> [WORK REQUIRED]: Render everything from the start of the data down to and including the line containing "[0,233,334,545]" as a Markdown table with the columns n and Line. Give each line its row number in n, and leave out blank lines.

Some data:
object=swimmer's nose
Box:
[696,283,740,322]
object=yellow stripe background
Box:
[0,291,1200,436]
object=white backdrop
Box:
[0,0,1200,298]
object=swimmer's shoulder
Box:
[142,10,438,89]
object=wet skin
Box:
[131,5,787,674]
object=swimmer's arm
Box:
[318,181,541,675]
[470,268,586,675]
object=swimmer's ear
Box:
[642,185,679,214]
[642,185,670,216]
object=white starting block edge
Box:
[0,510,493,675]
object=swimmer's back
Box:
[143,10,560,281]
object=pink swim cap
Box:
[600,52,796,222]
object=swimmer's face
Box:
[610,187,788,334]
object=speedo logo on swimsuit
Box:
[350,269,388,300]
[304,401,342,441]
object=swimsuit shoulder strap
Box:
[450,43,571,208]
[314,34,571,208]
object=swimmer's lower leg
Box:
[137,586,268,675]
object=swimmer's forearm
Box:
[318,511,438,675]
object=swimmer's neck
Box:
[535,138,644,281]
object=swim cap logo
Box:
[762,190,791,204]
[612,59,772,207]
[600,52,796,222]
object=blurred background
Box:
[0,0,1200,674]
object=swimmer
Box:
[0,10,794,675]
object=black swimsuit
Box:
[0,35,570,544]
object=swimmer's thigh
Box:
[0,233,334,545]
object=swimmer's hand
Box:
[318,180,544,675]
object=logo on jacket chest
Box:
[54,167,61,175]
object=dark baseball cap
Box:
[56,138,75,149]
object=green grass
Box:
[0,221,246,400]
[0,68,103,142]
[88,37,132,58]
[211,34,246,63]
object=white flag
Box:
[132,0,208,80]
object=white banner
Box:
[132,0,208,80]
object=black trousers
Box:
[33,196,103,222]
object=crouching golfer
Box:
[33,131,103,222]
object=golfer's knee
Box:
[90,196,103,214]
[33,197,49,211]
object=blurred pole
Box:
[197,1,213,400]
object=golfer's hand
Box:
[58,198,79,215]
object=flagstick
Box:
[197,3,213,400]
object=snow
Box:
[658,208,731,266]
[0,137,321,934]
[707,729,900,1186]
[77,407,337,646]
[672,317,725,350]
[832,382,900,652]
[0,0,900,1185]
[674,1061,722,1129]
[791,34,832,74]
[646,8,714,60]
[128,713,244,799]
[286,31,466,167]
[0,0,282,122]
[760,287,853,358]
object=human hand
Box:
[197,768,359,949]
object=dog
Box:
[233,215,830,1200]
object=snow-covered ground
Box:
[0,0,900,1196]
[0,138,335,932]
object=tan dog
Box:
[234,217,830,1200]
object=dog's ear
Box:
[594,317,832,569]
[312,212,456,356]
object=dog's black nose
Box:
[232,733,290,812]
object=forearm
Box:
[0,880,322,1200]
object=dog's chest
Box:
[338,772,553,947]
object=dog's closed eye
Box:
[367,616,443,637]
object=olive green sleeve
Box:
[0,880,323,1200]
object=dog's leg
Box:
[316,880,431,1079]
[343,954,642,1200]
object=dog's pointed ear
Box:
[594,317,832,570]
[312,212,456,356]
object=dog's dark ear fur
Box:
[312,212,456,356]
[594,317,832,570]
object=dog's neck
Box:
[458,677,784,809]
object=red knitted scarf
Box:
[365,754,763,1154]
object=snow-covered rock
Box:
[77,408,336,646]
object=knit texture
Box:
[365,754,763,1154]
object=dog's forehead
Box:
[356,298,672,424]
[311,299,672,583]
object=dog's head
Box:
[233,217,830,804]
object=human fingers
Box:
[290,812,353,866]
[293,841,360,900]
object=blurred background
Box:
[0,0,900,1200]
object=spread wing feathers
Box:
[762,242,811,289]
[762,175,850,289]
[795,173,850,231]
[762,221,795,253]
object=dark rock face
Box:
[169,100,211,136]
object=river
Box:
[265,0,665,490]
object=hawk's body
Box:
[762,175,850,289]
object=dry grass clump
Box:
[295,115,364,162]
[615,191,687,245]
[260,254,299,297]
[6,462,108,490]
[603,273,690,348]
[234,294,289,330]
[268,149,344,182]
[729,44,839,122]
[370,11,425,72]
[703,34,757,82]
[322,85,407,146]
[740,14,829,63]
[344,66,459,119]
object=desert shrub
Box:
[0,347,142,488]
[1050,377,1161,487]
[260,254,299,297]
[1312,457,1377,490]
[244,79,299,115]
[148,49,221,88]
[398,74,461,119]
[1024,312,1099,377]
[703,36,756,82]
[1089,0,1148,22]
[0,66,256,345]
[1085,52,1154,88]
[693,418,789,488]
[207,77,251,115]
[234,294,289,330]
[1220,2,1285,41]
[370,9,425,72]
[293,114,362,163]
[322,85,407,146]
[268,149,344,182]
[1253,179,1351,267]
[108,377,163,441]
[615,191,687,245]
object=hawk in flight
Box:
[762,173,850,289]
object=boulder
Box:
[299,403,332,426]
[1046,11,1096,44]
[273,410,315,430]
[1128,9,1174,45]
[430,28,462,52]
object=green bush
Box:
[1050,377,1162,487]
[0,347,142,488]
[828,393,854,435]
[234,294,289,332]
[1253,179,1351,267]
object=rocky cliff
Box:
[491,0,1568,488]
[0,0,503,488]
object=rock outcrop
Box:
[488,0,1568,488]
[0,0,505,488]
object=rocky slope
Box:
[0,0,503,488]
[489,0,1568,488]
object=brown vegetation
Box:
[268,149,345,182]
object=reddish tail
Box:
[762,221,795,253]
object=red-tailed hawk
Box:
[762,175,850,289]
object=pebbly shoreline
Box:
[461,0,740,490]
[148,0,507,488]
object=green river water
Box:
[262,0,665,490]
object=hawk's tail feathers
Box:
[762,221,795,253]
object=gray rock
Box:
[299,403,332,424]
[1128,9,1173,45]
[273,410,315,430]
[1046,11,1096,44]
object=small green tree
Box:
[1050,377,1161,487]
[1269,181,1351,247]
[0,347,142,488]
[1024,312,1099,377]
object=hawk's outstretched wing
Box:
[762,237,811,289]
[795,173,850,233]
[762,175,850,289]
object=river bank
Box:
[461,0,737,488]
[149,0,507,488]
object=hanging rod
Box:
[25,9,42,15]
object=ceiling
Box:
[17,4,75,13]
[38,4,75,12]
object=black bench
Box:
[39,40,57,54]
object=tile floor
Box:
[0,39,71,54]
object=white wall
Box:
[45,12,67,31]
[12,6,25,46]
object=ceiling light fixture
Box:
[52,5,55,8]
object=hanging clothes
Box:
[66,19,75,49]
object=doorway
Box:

> [ANSWER FOR THE TASK]:
| n | Line |
|---|---|
| 1 | object=swimmer's nose |
| 2 | Box: |
| 3 | [696,283,740,322] |
| 4 | object=yellow stripe background |
| 5 | Box: |
| 6 | [0,291,1200,436] |
| 7 | object=white backdrop |
| 8 | Box: |
| 9 | [0,0,1200,298] |
| 10 | object=swimmer's shoulder |
| 11 | Box: |
| 12 | [142,10,438,89] |
| 13 | object=wet skin |
| 14 | Box: |
| 15 | [131,5,787,674] |
| 16 | object=swimmer's arm |
| 17 | Box: |
| 18 | [318,181,541,675] |
| 19 | [470,268,586,675] |
| 20 | object=swimmer's ear |
| 21 | Box: |
| 22 | [642,185,679,214] |
| 23 | [642,185,670,216] |
| 24 | object=white starting block edge |
| 25 | Box: |
| 26 | [0,510,493,675] |
| 27 | object=swimmer's back |
| 28 | Box: |
| 29 | [143,10,560,281] |
| 30 | object=pink swim cap |
| 31 | Box: |
| 32 | [600,52,796,222] |
| 33 | object=swimmer's face |
| 34 | Box: |
| 35 | [610,187,788,334] |
| 36 | object=speedo logo on swimsuit |
| 37 | Box: |
| 38 | [350,269,388,300] |
| 39 | [304,401,342,441] |
| 40 | object=swimsuit shoulder strap |
| 41 | Box: |
| 42 | [450,43,571,208] |
| 43 | [314,34,571,208] |
| 44 | object=swimmer's lower leg |
| 45 | Box: |
| 46 | [137,586,268,675] |
| 47 | object=swimmer's forearm |
| 48 | Box: |
| 49 | [318,511,438,675] |
| 50 | object=swimmer's neck |
| 51 | Box: |
| 52 | [535,138,644,281] |
| 53 | object=swim cap logo |
| 54 | Box: |
| 55 | [762,190,791,204] |
| 56 | [612,59,772,207] |
| 57 | [600,52,796,222] |
| 58 | object=blurred background |
| 59 | Box: |
| 60 | [0,0,1200,674] |
| 61 | object=swimmer |
| 62 | Box: |
| 63 | [0,10,794,675] |
| 64 | object=black swimsuit |
| 65 | Box: |
| 66 | [0,35,570,544] |
| 67 | object=swimmer's thigh |
| 68 | Box: |
| 69 | [0,233,334,545] |